== Problem ==
Exact copies of all the entries are needed.

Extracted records

========

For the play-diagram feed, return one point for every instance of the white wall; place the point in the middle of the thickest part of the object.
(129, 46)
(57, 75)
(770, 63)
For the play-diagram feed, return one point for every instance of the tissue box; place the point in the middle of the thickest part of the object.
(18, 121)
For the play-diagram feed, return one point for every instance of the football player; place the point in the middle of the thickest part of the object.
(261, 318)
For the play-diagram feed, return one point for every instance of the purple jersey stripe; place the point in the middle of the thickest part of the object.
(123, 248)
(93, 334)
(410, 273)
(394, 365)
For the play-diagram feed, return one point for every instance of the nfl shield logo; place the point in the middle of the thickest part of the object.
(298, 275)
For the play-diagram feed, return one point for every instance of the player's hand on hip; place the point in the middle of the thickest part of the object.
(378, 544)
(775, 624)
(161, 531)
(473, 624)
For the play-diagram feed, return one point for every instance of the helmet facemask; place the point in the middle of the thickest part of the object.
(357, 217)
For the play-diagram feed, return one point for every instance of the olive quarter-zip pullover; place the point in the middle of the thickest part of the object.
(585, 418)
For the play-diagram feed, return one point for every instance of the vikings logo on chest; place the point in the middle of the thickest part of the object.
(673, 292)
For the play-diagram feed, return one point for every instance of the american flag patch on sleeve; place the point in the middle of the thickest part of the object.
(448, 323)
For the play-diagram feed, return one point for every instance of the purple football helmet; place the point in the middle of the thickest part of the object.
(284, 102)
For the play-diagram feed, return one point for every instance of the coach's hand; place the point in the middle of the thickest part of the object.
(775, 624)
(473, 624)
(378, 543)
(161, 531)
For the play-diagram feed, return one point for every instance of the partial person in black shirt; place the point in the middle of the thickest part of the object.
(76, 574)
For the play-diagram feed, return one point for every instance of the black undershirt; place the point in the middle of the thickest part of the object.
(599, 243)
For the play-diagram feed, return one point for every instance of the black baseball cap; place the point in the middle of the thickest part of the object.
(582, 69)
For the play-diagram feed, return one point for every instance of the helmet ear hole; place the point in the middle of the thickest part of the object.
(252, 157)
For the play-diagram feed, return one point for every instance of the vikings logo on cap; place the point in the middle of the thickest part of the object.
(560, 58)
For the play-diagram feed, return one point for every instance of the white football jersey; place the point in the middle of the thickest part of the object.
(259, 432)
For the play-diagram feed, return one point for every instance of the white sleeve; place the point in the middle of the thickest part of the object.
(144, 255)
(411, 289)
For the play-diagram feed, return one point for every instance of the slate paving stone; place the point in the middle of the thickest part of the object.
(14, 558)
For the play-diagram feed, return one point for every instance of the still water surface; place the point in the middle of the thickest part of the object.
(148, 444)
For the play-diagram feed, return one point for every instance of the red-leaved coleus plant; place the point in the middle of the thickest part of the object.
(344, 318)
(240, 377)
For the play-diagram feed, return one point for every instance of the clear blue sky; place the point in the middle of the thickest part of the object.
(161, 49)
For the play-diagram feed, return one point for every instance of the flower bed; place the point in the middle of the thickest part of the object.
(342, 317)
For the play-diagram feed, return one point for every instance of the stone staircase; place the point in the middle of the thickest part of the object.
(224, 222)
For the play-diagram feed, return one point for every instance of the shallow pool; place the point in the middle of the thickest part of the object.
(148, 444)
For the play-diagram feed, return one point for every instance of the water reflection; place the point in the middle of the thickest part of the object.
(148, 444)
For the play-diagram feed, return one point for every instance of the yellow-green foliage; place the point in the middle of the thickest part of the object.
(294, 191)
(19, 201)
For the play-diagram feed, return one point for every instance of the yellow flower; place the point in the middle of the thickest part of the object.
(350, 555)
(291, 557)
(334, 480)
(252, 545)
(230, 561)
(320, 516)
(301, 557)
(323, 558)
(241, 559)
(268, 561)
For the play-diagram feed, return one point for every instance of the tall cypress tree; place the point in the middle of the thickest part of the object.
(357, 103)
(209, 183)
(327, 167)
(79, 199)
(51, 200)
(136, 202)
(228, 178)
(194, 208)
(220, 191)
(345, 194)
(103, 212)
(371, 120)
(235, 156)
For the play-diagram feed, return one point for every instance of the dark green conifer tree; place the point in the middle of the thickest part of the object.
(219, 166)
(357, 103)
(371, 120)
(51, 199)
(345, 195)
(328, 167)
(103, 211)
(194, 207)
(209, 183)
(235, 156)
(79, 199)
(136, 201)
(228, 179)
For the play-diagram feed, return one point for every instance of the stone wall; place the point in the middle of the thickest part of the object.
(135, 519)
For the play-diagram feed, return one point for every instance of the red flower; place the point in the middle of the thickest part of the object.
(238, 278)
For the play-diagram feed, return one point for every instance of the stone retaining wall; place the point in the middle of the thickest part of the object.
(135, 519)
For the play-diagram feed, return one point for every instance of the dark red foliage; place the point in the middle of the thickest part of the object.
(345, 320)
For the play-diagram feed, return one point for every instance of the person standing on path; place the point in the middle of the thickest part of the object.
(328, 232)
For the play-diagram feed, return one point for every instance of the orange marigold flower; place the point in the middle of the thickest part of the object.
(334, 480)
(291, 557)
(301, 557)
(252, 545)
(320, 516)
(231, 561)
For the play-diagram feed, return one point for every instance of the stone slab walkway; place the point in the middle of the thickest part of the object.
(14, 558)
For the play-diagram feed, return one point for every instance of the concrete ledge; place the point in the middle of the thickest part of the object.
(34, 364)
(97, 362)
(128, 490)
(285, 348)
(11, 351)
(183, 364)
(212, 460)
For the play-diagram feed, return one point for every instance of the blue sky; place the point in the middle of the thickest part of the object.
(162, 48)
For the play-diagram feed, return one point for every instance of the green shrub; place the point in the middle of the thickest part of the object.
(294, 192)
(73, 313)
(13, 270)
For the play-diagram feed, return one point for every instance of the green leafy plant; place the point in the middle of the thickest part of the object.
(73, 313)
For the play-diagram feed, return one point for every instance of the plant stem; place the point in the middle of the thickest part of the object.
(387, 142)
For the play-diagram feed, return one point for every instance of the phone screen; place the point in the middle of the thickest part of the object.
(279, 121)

========

== Solution to this problem ==
For the play-diagram feed, return one point for every instance of the white wall; place the point in the middle of the thickest part of the object.
(129, 46)
(57, 75)
(770, 63)
For the play-diagram feed, return one point for every instance of the tissue box; place the point in the middle of the thickest part of the object.
(18, 121)
For the play-diagram feed, return one point for every instance of the football player; place the point in the middle of the thickest part of the object.
(261, 318)
For the play-diagram feed, return one point for every instance of the purple jersey stripe; place the point in the middle of the thickest part of the object.
(123, 248)
(93, 334)
(410, 273)
(394, 365)
For the play-diagram feed, return one point for every instance of the nfl shield logo; place the point in the middle of the thickest part of the object.
(298, 275)
For the play-diagram feed, return one point for every instance of the player's hand on hip; place the point in the middle of the thickest part of the object.
(378, 544)
(775, 624)
(161, 531)
(473, 624)
For the play-diagram feed, return one point for every instance of the helmet facemask; place the point in the middle of the thickest part of the object.
(357, 217)
For the play-diagram feed, return one point for every instance of the olive quarter-zip pullover; place the point in the middle of the thickest part of the object.
(585, 418)
For the play-diagram feed, return one point for every instance of the vikings logo on chest; place the point in the middle of the thickest part of the object.
(673, 292)
For the play-diagram feed, return one point for every instance of the american flag patch on sleeve; place the point in the middle of the thickest part of the object.
(448, 323)
For the play-diagram feed, return one point for every instance of the purple football helmet; place the point in the middle of the thickest part of the object.
(284, 102)
For the play-diagram feed, return one point for every instance of the coach's hand; place the point in the middle of the thickest part of the object.
(775, 624)
(473, 624)
(378, 543)
(161, 531)
For the play-diagram feed, return one point for every instance of the partial person in black shirt; place the point in the middle of the thickest part of the object.
(76, 574)
For the play-diagram feed, return one point for every instance of the black undershirt; place the point in the middle of the thickest part of the object.
(599, 243)
For the play-diagram feed, return one point for every instance of the black baseball cap; place the point in the middle of the thickest part of the object.
(582, 69)
For the play-diagram feed, return one point for every instance of the helmet ear hole; place the point in the middle of the thickest part of the object.
(252, 157)
For the play-diagram feed, return one point for every instance of the vikings logo on cap; place the point in the middle of the thickest part of the object.
(560, 58)
For the play-diagram feed, return one point for every instance of the white football jersey; place the point in the middle of the thickest part of the object.
(259, 432)
For the play-diagram feed, return one point for every instance of the white sleeve; place the point in the middle of the thickest part of the object.
(144, 255)
(411, 289)
For the play-diagram feed, return one point for every instance of the slate paving stone; place the point in the middle of the thickest part of the object.
(14, 558)
For the play-diagram feed, return one point for every instance of the still water surface; place the point in the middle of the thickest part of the object.
(148, 444)
For the play-diagram feed, return one point for every instance of the red-leaved coleus plant; place the point in the middle of the thickest part of the object.
(344, 318)
(240, 377)
For the play-diagram feed, return one point for every instance of the clear blue sky; place the point in the middle of the thickest part of the object.
(161, 49)
For the play-diagram feed, return one point for every instance of the flower bed; place the point in the middle of the thickest part of the object.
(342, 317)
For the play-diagram feed, return one point for every instance of the stone staircase; place the point in the middle of the thickest part of the object.
(224, 222)
For the play-diagram feed, return one point for every instance of the shallow pool; place the point in the middle of the thickest part of the object.
(148, 444)
For the play-diagram feed, return one point for every instance of the water reflection; place the point in the middle of the thickest part of the object.
(148, 444)
For the play-diagram feed, return one point for every instance of the yellow-green foliage; place the point in the middle of the thickest part of the object.
(294, 191)
(19, 201)
For the play-diagram feed, return one point for every instance of the yellow flower; place the point in the middle of the thickest part of the object.
(350, 555)
(291, 557)
(334, 480)
(252, 545)
(230, 561)
(320, 516)
(301, 557)
(323, 558)
(241, 559)
(268, 561)
For the play-diagram feed, return one point for every instance of the tall cypress tree; place the point in the middle of the thickest part of the object.
(357, 103)
(209, 183)
(327, 167)
(79, 199)
(51, 200)
(136, 202)
(228, 178)
(194, 208)
(220, 191)
(345, 194)
(103, 212)
(371, 120)
(235, 156)
For the play-diagram feed, return one point for every instance of the dark green conifer tree; place the point in the middle of the thickest part of the object.
(219, 166)
(357, 103)
(371, 120)
(51, 199)
(345, 195)
(328, 167)
(103, 211)
(194, 207)
(209, 183)
(235, 156)
(79, 199)
(136, 201)
(228, 179)
For the play-diagram feed, return one point for every instance of the stone wall; place the point in the middle of the thickest part of the object.
(135, 519)
For the play-diagram feed, return one point for every instance of the red flower; place the point in the middle of the thickest part of the object.
(238, 278)
For the play-diagram feed, return one point for every instance of the stone retaining wall; place the point in the middle of the thickest part of the object.
(135, 519)
For the play-diagram feed, return one point for every instance of the dark red foliage; place the point in the middle of the thickest part of the object.
(345, 320)
For the play-diagram feed, return one point for every instance of the person standing on path; place the point in the middle of the thickest part of the object.
(328, 232)
For the play-diagram feed, return one point for every instance of the orange marigold flower; place the point in the middle of the thickest part of the object.
(334, 480)
(291, 557)
(301, 557)
(252, 545)
(320, 516)
(231, 561)
For the play-diagram feed, return one point for every instance of the stone slab walkway; place the point in the middle of the thickest part of the object.
(14, 558)
For the play-diagram feed, return one point for every instance of the concrete ledge; place the point in the middle of the thickest part of the object.
(34, 364)
(97, 362)
(128, 490)
(285, 348)
(11, 351)
(183, 364)
(212, 460)
For the play-diagram feed, return one point for every instance of the blue sky; place the point in the middle of the thickest part of the object.
(162, 48)
For the play-diagram feed, return one point for every instance of the green shrub; place the point in the middle of the thickest part of the object.
(294, 192)
(73, 313)
(13, 270)
For the play-diagram feed, return one point for every instance of the green leafy plant; place the point in the middle of the thickest part of the object.
(73, 313)
For the play-diagram feed, return one point for every instance of the plant stem; place the point in the middle of the thickest part of the object.
(387, 142)
For the play-diagram feed, return one point for every instance of the phone screen; place the point in the middle of the thickest part of the object.
(279, 121)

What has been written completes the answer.